[WHAT YOU NEED TO DO]: Revise the records below by changing each "small portion" to "small part" and keeping every other part the same.

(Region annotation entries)
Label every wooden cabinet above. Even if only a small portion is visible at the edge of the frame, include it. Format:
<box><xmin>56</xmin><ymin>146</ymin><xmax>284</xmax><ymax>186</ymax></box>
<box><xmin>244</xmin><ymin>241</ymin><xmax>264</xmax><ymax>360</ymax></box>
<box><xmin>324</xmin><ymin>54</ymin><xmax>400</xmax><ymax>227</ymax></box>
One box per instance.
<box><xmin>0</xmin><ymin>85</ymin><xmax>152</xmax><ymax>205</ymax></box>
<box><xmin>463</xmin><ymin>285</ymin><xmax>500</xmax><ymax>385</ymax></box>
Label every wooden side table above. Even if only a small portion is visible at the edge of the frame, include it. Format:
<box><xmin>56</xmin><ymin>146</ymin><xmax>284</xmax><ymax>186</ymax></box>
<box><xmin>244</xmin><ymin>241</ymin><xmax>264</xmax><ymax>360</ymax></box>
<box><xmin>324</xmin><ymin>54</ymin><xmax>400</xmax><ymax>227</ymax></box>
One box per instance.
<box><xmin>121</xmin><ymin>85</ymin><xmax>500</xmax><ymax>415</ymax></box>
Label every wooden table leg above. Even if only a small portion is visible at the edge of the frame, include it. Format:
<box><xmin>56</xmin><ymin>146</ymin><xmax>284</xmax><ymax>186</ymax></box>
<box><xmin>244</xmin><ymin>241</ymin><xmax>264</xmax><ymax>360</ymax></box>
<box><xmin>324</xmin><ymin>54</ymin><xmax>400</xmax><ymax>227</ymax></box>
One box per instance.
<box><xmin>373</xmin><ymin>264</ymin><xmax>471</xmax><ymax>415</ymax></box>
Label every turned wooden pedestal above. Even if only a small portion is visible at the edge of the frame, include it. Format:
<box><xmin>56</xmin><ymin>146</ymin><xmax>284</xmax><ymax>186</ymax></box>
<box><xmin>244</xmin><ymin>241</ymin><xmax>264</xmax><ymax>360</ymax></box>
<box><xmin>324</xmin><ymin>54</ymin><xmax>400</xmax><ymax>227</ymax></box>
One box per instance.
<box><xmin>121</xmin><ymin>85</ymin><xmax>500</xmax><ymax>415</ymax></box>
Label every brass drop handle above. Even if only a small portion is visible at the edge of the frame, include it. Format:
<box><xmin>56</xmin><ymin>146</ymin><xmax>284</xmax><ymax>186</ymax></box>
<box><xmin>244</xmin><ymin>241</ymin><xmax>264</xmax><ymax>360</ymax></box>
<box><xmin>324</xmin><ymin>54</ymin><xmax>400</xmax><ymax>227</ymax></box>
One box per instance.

[FULL ANSWER]:
Label every wooden cabinet above. Even if only a small part is visible at the edge of the frame, include it. Format:
<box><xmin>56</xmin><ymin>146</ymin><xmax>284</xmax><ymax>186</ymax></box>
<box><xmin>244</xmin><ymin>241</ymin><xmax>264</xmax><ymax>360</ymax></box>
<box><xmin>324</xmin><ymin>54</ymin><xmax>400</xmax><ymax>227</ymax></box>
One box per instance.
<box><xmin>0</xmin><ymin>85</ymin><xmax>152</xmax><ymax>205</ymax></box>
<box><xmin>463</xmin><ymin>285</ymin><xmax>500</xmax><ymax>385</ymax></box>
Label every wooden side table above. Even if only a small part is visible at the edge of the frame, include it. Format:
<box><xmin>56</xmin><ymin>146</ymin><xmax>284</xmax><ymax>186</ymax></box>
<box><xmin>244</xmin><ymin>241</ymin><xmax>264</xmax><ymax>360</ymax></box>
<box><xmin>324</xmin><ymin>54</ymin><xmax>400</xmax><ymax>227</ymax></box>
One box per instance.
<box><xmin>121</xmin><ymin>85</ymin><xmax>500</xmax><ymax>415</ymax></box>
Label every wooden table leg above. Even if only a small part is visible at the edge of the frame, include it. Format:
<box><xmin>56</xmin><ymin>146</ymin><xmax>284</xmax><ymax>186</ymax></box>
<box><xmin>244</xmin><ymin>241</ymin><xmax>264</xmax><ymax>360</ymax></box>
<box><xmin>324</xmin><ymin>54</ymin><xmax>400</xmax><ymax>227</ymax></box>
One box per instance.
<box><xmin>373</xmin><ymin>264</ymin><xmax>471</xmax><ymax>415</ymax></box>
Label every turned wooden pedestal above. Even if only a small part is visible at the edge of the frame, include it. Format:
<box><xmin>56</xmin><ymin>146</ymin><xmax>284</xmax><ymax>186</ymax></box>
<box><xmin>244</xmin><ymin>241</ymin><xmax>264</xmax><ymax>360</ymax></box>
<box><xmin>324</xmin><ymin>54</ymin><xmax>400</xmax><ymax>227</ymax></box>
One box per instance.
<box><xmin>121</xmin><ymin>85</ymin><xmax>500</xmax><ymax>415</ymax></box>
Label every brass drop handle above. Even if only a small part is visible at the edge of the frame, include it. Format:
<box><xmin>56</xmin><ymin>146</ymin><xmax>284</xmax><ymax>186</ymax></box>
<box><xmin>244</xmin><ymin>241</ymin><xmax>264</xmax><ymax>360</ymax></box>
<box><xmin>324</xmin><ymin>54</ymin><xmax>400</xmax><ymax>227</ymax></box>
One box per instance.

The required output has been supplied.